▶ Supplied records
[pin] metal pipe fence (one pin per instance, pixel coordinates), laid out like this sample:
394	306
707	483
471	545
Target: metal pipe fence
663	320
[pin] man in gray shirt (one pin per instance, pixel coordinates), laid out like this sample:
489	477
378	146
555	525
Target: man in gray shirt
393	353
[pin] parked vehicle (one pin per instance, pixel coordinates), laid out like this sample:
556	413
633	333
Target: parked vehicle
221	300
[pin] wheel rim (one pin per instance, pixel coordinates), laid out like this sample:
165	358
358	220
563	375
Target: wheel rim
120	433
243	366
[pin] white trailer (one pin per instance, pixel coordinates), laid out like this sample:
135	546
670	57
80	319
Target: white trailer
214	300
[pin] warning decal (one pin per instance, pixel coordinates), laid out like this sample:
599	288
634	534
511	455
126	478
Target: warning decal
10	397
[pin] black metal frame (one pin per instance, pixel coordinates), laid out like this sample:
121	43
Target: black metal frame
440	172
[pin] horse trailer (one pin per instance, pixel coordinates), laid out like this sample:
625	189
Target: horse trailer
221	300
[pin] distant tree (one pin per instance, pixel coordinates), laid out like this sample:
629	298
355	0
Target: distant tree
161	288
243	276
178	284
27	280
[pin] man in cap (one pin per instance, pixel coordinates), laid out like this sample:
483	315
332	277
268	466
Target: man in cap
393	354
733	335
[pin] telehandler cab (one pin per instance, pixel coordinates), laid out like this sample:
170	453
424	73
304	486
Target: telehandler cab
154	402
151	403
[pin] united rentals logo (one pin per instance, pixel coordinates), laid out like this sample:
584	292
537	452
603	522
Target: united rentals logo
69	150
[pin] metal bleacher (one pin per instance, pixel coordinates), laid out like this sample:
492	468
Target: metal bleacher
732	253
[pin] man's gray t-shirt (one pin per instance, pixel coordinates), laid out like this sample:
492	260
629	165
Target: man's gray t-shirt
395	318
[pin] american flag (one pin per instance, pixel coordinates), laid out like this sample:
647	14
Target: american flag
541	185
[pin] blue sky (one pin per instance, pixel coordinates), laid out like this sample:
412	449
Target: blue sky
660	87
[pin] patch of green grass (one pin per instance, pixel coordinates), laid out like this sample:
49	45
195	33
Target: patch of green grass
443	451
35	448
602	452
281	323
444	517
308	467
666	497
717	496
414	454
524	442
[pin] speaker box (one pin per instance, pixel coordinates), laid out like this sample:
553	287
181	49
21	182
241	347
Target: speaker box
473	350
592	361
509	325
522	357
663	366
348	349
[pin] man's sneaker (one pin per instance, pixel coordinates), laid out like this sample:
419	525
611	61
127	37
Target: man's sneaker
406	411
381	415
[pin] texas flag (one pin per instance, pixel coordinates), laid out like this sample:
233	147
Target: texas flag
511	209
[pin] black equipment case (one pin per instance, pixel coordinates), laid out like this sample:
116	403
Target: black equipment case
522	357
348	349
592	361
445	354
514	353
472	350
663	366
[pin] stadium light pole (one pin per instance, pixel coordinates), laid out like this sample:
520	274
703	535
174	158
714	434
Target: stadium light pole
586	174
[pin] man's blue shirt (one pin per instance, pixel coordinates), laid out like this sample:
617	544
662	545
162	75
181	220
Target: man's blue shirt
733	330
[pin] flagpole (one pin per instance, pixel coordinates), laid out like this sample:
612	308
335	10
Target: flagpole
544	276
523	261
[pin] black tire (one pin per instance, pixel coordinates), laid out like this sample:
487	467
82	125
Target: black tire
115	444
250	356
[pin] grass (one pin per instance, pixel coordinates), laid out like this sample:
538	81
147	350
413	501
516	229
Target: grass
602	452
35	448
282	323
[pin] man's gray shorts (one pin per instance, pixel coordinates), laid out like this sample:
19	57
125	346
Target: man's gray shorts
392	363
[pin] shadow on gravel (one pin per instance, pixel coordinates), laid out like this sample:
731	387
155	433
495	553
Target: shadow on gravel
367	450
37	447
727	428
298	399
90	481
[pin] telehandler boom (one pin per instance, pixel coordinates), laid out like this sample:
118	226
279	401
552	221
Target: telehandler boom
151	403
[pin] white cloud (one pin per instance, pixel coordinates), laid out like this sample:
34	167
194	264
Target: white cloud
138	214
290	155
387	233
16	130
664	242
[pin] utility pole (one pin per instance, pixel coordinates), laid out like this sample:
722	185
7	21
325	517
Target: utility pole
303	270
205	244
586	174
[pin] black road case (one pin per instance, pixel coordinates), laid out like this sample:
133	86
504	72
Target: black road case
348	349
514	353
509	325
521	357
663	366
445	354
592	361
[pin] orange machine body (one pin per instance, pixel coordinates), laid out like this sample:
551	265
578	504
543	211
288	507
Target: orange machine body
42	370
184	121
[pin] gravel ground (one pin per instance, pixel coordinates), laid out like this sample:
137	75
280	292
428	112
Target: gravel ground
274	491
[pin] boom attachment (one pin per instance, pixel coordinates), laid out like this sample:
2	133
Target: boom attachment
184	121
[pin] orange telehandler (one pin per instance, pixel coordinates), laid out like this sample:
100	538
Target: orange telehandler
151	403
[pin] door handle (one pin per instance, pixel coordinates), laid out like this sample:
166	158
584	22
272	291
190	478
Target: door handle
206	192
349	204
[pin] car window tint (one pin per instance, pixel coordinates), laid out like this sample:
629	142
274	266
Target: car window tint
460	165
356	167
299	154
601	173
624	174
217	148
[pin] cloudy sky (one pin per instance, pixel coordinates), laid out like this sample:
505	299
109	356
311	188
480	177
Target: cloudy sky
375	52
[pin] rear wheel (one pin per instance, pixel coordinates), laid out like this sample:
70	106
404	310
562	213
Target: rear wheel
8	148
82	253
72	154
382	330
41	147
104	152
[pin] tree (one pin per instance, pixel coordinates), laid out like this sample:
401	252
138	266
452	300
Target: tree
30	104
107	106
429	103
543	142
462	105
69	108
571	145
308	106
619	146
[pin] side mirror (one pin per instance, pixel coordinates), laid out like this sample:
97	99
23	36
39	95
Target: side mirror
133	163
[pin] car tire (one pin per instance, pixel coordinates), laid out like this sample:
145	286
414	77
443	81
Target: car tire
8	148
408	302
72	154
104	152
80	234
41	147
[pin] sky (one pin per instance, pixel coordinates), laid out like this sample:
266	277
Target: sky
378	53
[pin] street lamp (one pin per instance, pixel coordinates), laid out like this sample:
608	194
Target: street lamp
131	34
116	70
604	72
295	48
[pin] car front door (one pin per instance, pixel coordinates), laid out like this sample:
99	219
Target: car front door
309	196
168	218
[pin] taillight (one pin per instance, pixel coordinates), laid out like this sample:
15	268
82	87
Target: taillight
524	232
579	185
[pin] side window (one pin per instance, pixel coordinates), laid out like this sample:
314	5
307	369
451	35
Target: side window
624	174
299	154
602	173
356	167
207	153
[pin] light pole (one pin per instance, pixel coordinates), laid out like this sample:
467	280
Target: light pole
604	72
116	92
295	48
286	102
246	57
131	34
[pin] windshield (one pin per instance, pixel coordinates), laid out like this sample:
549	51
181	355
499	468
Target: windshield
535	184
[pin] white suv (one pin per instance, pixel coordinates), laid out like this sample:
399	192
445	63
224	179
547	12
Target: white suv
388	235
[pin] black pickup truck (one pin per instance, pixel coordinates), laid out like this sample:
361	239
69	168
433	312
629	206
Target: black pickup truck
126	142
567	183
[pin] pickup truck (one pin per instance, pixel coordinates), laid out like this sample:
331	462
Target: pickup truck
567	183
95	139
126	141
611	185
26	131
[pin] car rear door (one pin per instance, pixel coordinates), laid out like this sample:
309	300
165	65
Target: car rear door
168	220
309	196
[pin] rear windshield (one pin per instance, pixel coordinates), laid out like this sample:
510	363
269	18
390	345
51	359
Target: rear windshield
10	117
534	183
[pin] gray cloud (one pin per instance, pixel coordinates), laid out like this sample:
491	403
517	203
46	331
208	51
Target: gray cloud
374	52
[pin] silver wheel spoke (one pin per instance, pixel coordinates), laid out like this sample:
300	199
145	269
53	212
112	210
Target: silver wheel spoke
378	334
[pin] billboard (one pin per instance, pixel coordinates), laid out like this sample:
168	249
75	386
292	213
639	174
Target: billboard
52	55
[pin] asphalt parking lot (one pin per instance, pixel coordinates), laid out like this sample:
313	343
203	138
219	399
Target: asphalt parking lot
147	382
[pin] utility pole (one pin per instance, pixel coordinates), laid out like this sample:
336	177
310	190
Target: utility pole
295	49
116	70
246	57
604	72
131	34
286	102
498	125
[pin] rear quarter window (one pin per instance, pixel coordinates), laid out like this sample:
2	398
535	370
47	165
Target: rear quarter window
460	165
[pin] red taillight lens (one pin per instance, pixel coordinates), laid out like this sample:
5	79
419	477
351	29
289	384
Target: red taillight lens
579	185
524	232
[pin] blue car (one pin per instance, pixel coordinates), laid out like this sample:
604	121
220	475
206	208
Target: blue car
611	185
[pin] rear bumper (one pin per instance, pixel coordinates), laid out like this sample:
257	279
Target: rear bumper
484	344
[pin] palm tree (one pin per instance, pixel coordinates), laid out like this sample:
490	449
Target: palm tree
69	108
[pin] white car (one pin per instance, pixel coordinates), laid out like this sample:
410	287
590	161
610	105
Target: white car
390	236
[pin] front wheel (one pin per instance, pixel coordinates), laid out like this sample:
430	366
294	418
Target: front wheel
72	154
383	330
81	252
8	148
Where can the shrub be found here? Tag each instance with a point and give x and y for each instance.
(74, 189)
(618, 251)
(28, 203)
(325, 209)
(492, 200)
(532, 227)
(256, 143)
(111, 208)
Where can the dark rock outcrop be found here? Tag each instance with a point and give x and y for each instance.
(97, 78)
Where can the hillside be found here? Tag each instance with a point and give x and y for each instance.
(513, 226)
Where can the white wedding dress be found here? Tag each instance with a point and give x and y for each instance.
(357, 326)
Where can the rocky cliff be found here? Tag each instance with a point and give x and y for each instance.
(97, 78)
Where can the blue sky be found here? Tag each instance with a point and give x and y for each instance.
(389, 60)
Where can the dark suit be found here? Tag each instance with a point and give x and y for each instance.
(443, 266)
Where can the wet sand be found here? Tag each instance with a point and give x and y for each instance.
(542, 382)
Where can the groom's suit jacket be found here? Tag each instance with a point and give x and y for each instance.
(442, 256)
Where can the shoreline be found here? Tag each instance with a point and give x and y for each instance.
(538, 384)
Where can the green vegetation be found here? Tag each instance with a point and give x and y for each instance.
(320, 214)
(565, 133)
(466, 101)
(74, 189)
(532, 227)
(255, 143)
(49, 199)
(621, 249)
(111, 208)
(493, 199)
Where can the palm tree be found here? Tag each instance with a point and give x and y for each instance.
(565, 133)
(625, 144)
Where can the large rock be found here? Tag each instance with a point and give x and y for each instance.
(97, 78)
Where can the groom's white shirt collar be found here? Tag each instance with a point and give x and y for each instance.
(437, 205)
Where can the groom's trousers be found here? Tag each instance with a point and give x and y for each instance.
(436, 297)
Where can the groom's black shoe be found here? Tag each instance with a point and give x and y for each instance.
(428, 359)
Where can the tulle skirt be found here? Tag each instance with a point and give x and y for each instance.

▶ Goal of the exercise
Only one stretch of the data is wanted: the lines from the one with "Where can the large" through the last, repeated exactly.

▶ Output of the task
Where can the large rock be found here? Tag each instance with a point and give x and y for each instance.
(97, 78)
Where can the groom's white shirt collar be found here? Tag each instance with a point and give x and y for each instance.
(437, 205)
Where can the groom's trousers be found here? Tag each instance with a point and give x and y for each instance.
(436, 297)
Where can the groom's black shoe be found here? Tag each instance with a point and give x and y for each instance.
(428, 359)
Where can the tulle skirt be found here? Tag each instance with a point and give x and y for each instance.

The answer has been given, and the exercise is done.